>> Start Materials provided
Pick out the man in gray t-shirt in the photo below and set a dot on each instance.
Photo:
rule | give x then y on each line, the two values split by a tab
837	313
>> End Materials provided
>> Start Materials provided
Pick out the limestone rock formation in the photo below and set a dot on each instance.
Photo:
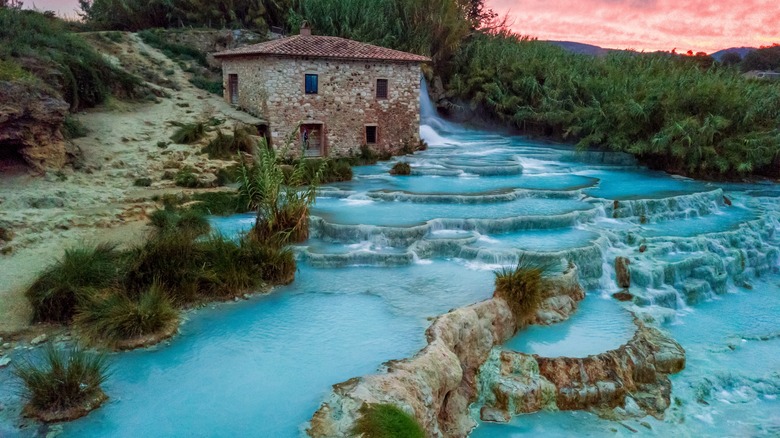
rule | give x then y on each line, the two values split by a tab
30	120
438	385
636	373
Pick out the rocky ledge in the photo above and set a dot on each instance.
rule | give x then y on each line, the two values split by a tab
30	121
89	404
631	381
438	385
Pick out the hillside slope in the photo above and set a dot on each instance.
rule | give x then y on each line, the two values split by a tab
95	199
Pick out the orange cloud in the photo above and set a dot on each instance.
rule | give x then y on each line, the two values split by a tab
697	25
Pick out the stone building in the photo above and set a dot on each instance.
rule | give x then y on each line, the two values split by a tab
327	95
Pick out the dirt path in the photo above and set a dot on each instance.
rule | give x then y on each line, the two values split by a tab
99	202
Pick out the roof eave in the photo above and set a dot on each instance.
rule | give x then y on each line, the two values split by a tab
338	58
>> End Materials provided
>> Start Materials provided
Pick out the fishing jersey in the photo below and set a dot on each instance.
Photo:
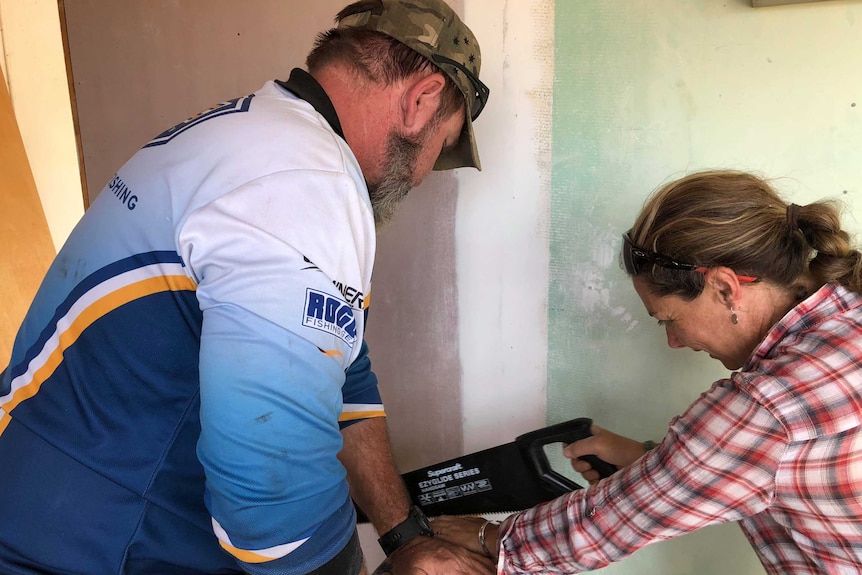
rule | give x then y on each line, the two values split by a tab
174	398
>> End Materials provided
Your task ::
Please copy out, unchanged, every line in the entries above that contains the word "below".

Correct output ::
Pick out the man in gray t-shirt in the photo below and set a dot on each instance.
Pick out the limestone rock formation in the photo below and set a dot on each instance.
Pick out the fishing jersey in the photo below and set a dot on each instance.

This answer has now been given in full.